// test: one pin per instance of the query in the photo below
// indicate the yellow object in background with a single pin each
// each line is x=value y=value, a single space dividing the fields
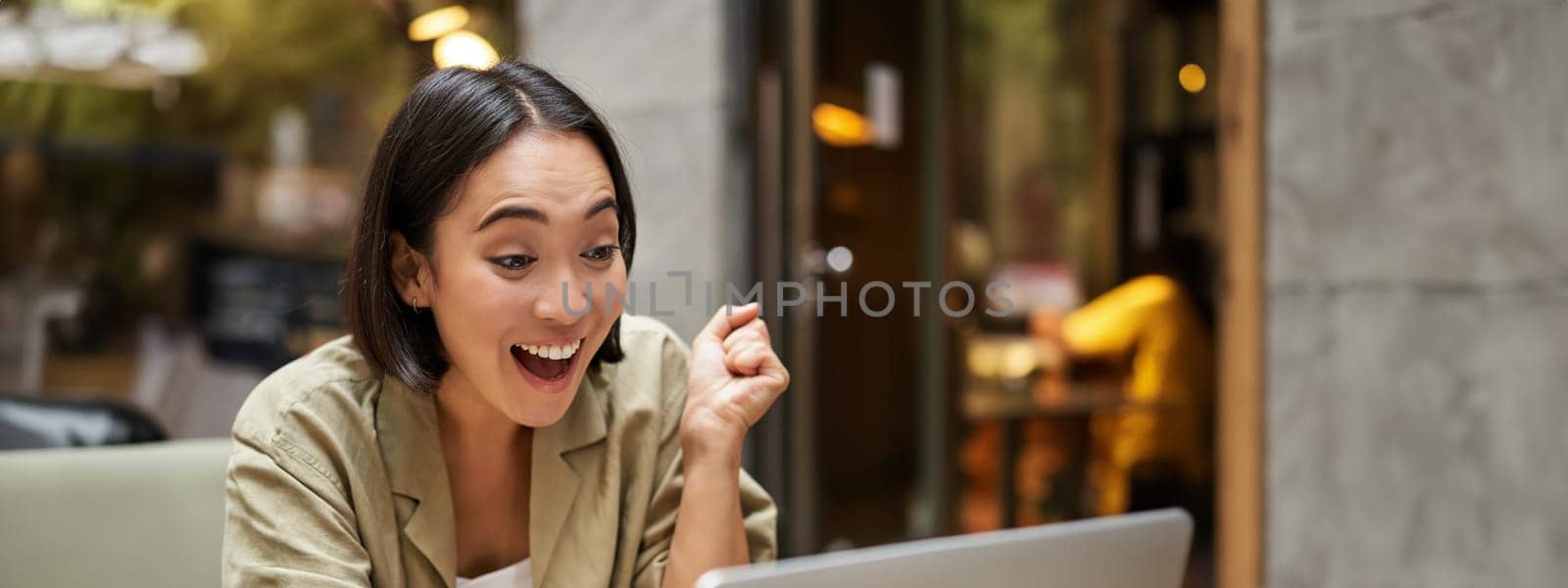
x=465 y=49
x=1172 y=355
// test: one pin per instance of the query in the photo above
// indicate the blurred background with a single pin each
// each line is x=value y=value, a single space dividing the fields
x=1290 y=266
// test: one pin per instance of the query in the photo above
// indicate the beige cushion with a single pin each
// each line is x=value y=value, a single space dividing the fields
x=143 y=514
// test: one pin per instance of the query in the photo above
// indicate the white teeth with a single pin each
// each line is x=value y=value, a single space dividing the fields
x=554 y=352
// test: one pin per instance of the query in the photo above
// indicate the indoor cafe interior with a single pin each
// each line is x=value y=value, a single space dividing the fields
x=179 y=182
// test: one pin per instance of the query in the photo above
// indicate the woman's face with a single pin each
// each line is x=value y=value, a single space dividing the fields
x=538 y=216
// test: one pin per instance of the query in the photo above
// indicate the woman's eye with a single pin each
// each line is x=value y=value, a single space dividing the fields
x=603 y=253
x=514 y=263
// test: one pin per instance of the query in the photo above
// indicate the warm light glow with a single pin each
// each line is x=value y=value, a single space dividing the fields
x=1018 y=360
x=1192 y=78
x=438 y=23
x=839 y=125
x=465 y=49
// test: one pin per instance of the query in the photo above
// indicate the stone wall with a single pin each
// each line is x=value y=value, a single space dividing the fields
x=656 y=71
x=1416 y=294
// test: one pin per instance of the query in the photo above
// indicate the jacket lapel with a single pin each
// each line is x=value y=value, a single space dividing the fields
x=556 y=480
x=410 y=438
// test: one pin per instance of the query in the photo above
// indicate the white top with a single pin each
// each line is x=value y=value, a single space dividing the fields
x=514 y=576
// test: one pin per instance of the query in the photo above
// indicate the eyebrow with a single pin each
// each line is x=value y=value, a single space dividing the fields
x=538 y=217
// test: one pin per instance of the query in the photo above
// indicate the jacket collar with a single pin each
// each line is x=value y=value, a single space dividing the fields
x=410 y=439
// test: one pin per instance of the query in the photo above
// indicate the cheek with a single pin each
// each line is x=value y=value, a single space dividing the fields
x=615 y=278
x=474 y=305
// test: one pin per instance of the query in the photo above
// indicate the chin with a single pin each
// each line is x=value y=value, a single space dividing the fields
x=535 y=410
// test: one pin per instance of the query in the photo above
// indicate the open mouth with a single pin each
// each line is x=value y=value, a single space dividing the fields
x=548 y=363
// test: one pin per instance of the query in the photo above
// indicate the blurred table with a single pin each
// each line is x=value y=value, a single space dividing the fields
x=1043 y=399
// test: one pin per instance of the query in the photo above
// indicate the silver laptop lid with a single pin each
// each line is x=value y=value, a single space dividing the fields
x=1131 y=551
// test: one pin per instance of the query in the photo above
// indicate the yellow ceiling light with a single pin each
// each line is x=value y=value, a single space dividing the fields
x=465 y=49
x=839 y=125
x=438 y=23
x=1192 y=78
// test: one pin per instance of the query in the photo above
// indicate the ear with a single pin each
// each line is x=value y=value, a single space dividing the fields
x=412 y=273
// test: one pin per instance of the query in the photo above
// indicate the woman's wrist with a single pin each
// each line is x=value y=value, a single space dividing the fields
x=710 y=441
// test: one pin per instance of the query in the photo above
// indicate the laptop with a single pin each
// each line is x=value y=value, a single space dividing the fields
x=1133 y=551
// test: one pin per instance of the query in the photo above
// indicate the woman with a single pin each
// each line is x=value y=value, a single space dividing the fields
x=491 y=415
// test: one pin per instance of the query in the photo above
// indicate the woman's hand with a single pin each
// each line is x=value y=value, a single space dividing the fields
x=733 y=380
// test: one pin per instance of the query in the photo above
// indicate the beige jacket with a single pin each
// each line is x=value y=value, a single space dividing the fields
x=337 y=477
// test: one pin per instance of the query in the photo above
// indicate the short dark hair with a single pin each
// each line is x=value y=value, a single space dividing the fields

### STATED TASK:
Retype the lines above, starting with the first and ending with the line that contains "x=554 y=352", both included, character for character. Leave the picture out.

### ANSWER TO THE PROBLEM:
// test: one pin per instance of the query in the photo below
// indicate the yellow object in background with a single pin each
// each line is x=value y=value, a single space dividing the fields
x=465 y=49
x=1172 y=355
// test: one pin per instance of the query in the photo above
// indicate the blurred background with a single pin each
// each line is x=value y=value, a single space dividing the fields
x=1290 y=266
// test: one pin per instance of the query in the photo above
// indicate the beige cushion with a single pin each
// each line is x=value y=value, a single space dividing the fields
x=143 y=514
// test: one pin per instance of the query in the photo above
// indicate the white teeth with a single pin each
// each line is x=value y=value, a single space dividing the fields
x=554 y=352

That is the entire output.